- Born: Bangalore, Karnataka, India
- Education: Asian Academy of Film & Television
- Occupation: Filmmaker
- Known for: The Other Love Story Gantumoote

= Roopa Rao =

Indian filmmaker

Roopa Rao (born May 18) is an independent Indian film-maker from Bangalore. She is the writer and director of India's first same-sex love story web series, The Other Love Story (2016). Rao is also known for directing critically acclaimed award-winning Kannada film Gantumoote (2019).

==Early life==

Rao began writing at an early age. She had written the story of two young women falling in love while in college but did not pursue it further due to concerns about the reception of its story-line, as same-sex love between women was a taboo subject in India.

▸ **EXERCISE DETAILS**
Please write what comes next in the Roopa Rao biography above, picking up after its final sentence.

▸ **DATA RECORDS**
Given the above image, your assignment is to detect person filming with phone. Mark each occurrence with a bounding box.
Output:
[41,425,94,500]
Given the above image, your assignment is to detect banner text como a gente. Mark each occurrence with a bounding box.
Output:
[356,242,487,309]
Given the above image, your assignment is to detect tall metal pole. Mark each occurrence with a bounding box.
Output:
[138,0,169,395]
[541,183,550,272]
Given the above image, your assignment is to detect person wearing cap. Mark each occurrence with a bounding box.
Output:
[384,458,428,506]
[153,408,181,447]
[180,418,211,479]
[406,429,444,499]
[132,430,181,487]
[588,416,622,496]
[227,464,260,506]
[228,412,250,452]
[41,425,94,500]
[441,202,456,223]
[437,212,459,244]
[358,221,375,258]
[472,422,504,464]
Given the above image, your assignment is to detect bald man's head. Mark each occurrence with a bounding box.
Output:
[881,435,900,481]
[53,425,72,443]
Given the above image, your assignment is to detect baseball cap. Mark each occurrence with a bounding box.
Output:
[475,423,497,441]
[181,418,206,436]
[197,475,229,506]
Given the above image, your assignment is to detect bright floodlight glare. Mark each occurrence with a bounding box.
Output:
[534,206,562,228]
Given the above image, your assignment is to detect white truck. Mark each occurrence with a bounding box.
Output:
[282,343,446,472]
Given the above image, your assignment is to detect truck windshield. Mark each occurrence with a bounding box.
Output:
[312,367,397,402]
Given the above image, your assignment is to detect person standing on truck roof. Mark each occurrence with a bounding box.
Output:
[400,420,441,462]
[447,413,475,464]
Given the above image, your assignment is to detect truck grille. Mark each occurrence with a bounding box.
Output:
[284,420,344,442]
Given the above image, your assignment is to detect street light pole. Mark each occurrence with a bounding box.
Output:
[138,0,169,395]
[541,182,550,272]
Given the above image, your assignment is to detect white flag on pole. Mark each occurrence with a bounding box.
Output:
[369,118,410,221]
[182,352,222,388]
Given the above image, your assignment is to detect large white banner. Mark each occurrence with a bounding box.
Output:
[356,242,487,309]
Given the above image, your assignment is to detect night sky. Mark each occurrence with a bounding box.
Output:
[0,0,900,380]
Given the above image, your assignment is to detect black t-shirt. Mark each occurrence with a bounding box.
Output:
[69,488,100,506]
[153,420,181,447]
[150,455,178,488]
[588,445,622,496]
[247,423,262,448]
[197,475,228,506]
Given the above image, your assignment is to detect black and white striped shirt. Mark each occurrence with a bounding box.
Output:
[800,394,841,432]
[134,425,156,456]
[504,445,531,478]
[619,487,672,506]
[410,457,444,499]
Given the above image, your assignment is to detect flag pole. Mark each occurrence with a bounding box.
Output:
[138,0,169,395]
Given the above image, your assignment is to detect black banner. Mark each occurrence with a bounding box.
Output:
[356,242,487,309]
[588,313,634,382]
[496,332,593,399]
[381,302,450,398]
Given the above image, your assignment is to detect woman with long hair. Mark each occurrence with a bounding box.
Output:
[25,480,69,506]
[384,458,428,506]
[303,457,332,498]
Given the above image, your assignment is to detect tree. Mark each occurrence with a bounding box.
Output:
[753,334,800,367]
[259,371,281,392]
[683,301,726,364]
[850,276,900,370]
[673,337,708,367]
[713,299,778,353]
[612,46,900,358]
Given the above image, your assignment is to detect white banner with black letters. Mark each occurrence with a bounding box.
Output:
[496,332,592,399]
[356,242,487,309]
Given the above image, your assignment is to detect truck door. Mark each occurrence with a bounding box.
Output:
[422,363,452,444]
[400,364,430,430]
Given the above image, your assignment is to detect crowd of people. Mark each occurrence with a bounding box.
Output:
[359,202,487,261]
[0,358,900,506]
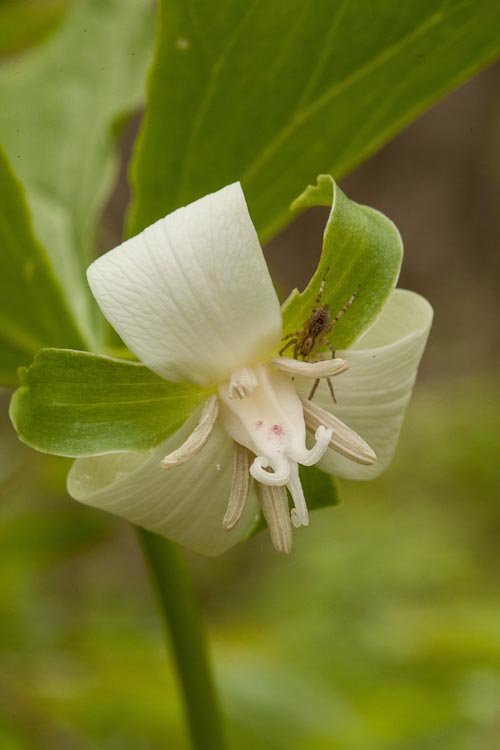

▸ **WRITTEN RESPONSE**
== Career ==
Rao completed a Masters in Commerce with Personnel Management as a specialization and discontinued Masters in Finance. She worked at Infosys for six years. She later resigned her position to pursue a career in filmmaking. She completed a course in film direction and production from Asian Academy of Film and Television, Delhi. After this, she moved to London, UK to assist a documentary filmmaker.

Rao returned to India, where she created documentaries and short films. She co-directed Vishnuvardhana, a Kannada feature film, and Kurai Ondrum Illai, an independent Tamil feature film.

In 2015, she began to work on her own project, The Other Love Story, building on her early writing. Since the central theme of the story is a taboo topic in India, she had difficulties finding producers for her project and turned to Wishberry, a crowd funding platform to raise an amount of Rs 4 lakh.

Rao has won "Best Director" award at NYC Web Fest 2016 and "Best Story" award at TO Web Fest 2017. The Other Love Story has a total of 3 wins and 7 nominations from various National and International Film Festivals.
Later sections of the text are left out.